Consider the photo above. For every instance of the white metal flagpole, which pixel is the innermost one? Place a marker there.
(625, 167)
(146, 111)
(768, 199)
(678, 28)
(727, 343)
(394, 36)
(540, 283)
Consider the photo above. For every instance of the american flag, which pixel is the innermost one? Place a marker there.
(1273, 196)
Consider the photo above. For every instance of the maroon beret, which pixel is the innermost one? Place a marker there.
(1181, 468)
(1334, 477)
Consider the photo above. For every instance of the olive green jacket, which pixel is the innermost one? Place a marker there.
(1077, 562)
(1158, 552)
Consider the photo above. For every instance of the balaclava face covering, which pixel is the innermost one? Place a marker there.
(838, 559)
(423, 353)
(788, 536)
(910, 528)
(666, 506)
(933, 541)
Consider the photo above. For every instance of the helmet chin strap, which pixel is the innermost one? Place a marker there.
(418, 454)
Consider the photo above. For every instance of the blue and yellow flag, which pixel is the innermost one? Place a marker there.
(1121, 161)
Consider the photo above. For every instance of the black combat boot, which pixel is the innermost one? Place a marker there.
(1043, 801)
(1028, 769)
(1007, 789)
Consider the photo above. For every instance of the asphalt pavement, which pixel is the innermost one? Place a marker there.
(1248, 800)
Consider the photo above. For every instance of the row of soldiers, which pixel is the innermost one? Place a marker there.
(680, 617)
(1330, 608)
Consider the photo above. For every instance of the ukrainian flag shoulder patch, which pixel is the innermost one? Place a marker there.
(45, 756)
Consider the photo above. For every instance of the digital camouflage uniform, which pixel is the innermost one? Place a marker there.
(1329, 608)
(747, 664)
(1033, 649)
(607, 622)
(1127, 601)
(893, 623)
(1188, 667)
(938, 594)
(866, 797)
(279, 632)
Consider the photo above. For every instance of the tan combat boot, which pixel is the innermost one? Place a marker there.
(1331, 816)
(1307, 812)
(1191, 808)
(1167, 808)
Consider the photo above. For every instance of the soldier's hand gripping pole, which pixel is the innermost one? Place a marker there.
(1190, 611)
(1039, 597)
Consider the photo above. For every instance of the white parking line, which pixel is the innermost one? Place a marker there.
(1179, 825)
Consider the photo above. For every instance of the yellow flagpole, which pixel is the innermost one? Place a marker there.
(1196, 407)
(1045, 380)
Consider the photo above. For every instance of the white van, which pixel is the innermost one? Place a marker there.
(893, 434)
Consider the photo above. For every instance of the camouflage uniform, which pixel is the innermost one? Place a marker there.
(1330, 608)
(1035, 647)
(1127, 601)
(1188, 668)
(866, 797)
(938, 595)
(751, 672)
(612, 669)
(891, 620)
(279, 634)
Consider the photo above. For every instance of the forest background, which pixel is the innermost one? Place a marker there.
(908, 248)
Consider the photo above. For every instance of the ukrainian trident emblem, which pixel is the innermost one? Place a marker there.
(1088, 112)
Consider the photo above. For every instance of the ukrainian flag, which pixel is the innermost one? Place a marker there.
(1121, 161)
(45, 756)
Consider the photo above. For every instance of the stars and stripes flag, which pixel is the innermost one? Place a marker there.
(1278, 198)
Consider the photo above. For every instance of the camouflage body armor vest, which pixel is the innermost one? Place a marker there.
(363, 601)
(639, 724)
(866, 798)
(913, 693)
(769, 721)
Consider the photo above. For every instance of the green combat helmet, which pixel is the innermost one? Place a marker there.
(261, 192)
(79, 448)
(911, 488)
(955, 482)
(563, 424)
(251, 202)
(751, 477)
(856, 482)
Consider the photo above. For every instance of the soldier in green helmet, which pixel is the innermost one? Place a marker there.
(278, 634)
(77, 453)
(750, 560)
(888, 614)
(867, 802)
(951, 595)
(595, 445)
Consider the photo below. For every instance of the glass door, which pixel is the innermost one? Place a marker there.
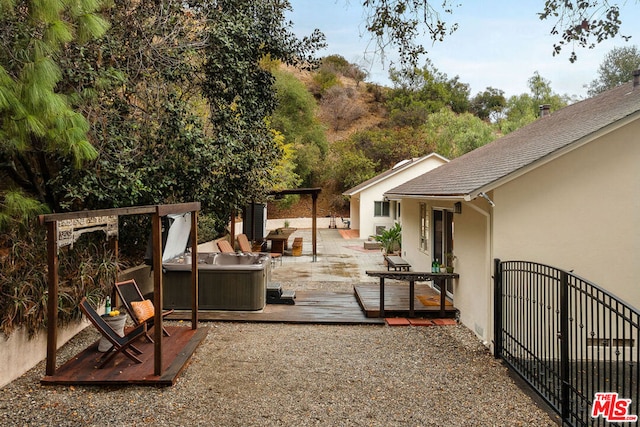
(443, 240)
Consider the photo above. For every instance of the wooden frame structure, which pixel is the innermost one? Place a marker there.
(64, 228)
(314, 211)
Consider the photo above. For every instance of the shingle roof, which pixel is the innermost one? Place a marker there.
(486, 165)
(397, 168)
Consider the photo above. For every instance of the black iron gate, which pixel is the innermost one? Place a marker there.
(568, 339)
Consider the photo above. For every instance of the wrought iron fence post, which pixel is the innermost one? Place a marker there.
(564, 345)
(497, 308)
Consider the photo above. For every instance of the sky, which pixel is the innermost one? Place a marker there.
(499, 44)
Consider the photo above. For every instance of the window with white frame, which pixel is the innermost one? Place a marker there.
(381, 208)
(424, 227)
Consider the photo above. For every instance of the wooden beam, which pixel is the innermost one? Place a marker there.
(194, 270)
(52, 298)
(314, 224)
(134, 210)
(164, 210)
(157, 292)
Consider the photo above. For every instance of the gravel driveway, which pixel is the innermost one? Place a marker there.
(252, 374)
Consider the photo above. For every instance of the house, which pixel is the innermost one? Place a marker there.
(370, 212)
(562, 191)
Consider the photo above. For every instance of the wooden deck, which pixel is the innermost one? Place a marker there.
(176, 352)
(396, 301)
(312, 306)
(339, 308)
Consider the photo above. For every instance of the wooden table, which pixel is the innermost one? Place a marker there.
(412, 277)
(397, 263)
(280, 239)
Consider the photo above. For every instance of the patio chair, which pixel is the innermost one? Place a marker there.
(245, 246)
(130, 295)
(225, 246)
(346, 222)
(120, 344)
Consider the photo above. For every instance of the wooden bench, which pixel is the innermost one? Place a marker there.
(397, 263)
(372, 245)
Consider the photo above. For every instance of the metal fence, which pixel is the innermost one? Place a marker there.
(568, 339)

-=-=-

TASK INSTRUCTIONS - Every record above should be written out again exactly; the pictures stay out of the copy.

EXERCISE RESPONSE -
Consider the photo above. For every instance of the white metal flagpole, which pixel is the innermost one? Place a marker there.
(625, 167)
(146, 111)
(768, 199)
(678, 28)
(727, 343)
(394, 36)
(540, 283)
Consider the photo above. For every instance of the american flag, which pixel is the innermost one? Place a marker there.
(1273, 196)
Consider the photo above. For every instance of the maroon beret, which pixel is the innermost one? Place a marker there.
(1181, 468)
(1334, 477)
Consider the photo above. For every instance of the olive green jacket, which pixel is the innermost one? Place a marker there.
(1077, 562)
(1158, 552)
Consider the photo above. For every instance of the balaclava face covering, which pixel is the innermost one? Place a marker there.
(838, 559)
(423, 353)
(788, 536)
(910, 528)
(666, 506)
(933, 541)
Consider the photo above. For every instance of the helmet chin strap, which pixel is the innermost one? Place a marker there.
(418, 454)
Consider the photo above. For every instance of the blue and yellow flag, which pixel is the innermost one? Place a marker there.
(1121, 161)
Consider the photo above. For every instance of the black combat boot, which pixel is the innermost one? Place a marker there.
(1043, 801)
(1028, 769)
(1007, 789)
Consider the photo above. For every instance of the asphalt pavement, which pixel is the innermost one? Place a marker there.
(1248, 800)
Consider the photo above. For every instance of the row of soldiers, which pixel is the innermost one? Place a marker there.
(680, 617)
(1330, 608)
Consider the photo above. For every instance of the ukrainian flag shoulder patch, which pixel is the innermost one? Place a marker there.
(45, 756)
Consider the photo above. For every instance of the digital camouflage uniform, which pixel is the innermost one? Place a marker there.
(1329, 608)
(747, 664)
(1033, 649)
(607, 622)
(1127, 601)
(893, 623)
(1188, 667)
(938, 594)
(866, 797)
(279, 632)
Consider the photo above. For every instance of the tan combat boot, which pixel is the innermost one? Place a marker there.
(1331, 816)
(1307, 812)
(1191, 808)
(1167, 808)
Consider the photo above. For every instance of the soldier's hand gripping pole, which pixel is the innermost one? Place a marker there.
(1190, 611)
(1039, 597)
Consider the photo above. For every instance of the white parking line, which pixel is the innermost one? Place a marker there.
(1179, 825)
Consider the photo above. For every instance of the yellow flagpole, which pixel is the innermost one? Place a marker there.
(1196, 407)
(1045, 380)
Consider the photo above. For every instance of the white van, which pixel is the innermost one? Place a marker there.
(893, 434)
Consider the photo above. For every instance of the camouflage uniform, which pixel is the innermost one? Place a marker there.
(1330, 608)
(1035, 647)
(1127, 601)
(1188, 668)
(866, 797)
(938, 595)
(751, 672)
(612, 669)
(891, 620)
(279, 634)
Consider the photo above. For every instance of the forest background, which pixel is the innermost one? Place a marker there.
(908, 248)
Consider the photo above. For every instance of the ukrainian trident emblem, which pixel is the innermost one? Place a marker there.
(1088, 112)
Consider the photo above. For every instance of the ukrainian flag, which pixel is the innermost one? Place a marker there.
(1121, 161)
(45, 756)
Consider the photo above. For every instance of the stars and stripes flag, which pixel is the innermost one? Place a marker there.
(1278, 198)
Consider the photo above. For every instance of the camouflage body armor vest, which pixel is the innermost one? Place a marker there.
(363, 601)
(639, 724)
(866, 798)
(913, 693)
(769, 721)
Consider the photo above. For every instance of the green combat helmet, which pixel is the innermost one? Place a marker there.
(261, 192)
(79, 448)
(911, 488)
(955, 482)
(563, 424)
(251, 202)
(751, 477)
(856, 482)
Consider the photo above. For every instance of the soldier in green helmet, which pixel is the innermost one? Place a marker there.
(278, 634)
(77, 453)
(750, 560)
(888, 614)
(867, 802)
(951, 595)
(595, 445)
Consider the photo below. For every instance of the glass door, which pixel is the innermost one? Place a marker there.
(443, 240)
Consider the photo above. For every instance of the wooden frame structure, which pixel is the innermost one? Place a marker there.
(64, 228)
(314, 211)
Consider the photo above. For every instance of the shingle roof, which pixel is the innermost one? Place a marker there.
(486, 165)
(397, 168)
Consider the photo above. For every instance of the black iron gate, which pixel is the innermost one? Place a marker there.
(568, 339)
Consider the photo above. For every instance of the wrought iron fence post, which pixel is the innermost one? Place a marker there.
(564, 345)
(497, 308)
Consider the photo above. For every instance of the sky, which pixel is the innermost one? Place a marker there.
(499, 44)
Consider the photo above. For every instance of the window with white frame, which pixel is the innermost one? Place a marker there.
(381, 208)
(424, 227)
Consider the photo above. For every instance of the wooden beam, which pixel is the innermost one? Place a marker there.
(194, 270)
(52, 298)
(314, 224)
(134, 210)
(164, 210)
(157, 292)
Consider the photo above. For every instance of the gravel driveway, which pixel is the innermost one? Place a marker there.
(252, 374)
Consider the photo above. For every instance of the house, which pixel is the innermost one? Place a marker there.
(370, 212)
(562, 191)
Consider the photo above. For every instance of the wooden deck, which pixel is the innermost one? Place a marker there.
(176, 352)
(396, 301)
(312, 306)
(339, 308)
Consider the photo above. For every instance of the wooden table, which pixel is the innermost one? Place a marker there.
(412, 277)
(397, 263)
(280, 239)
Consider the photo above. For every instance of the patio chair, which pixel is the innermost one? Place a marker there.
(245, 246)
(130, 295)
(225, 246)
(346, 222)
(120, 344)
Consider the photo above. For every instance of the wooden bench, which pixel is the innermost one? Place a marker there.
(397, 263)
(372, 245)
Consider the photo above. For every instance of the metal fence, which pixel is the innermost one? Place a marker there.
(568, 339)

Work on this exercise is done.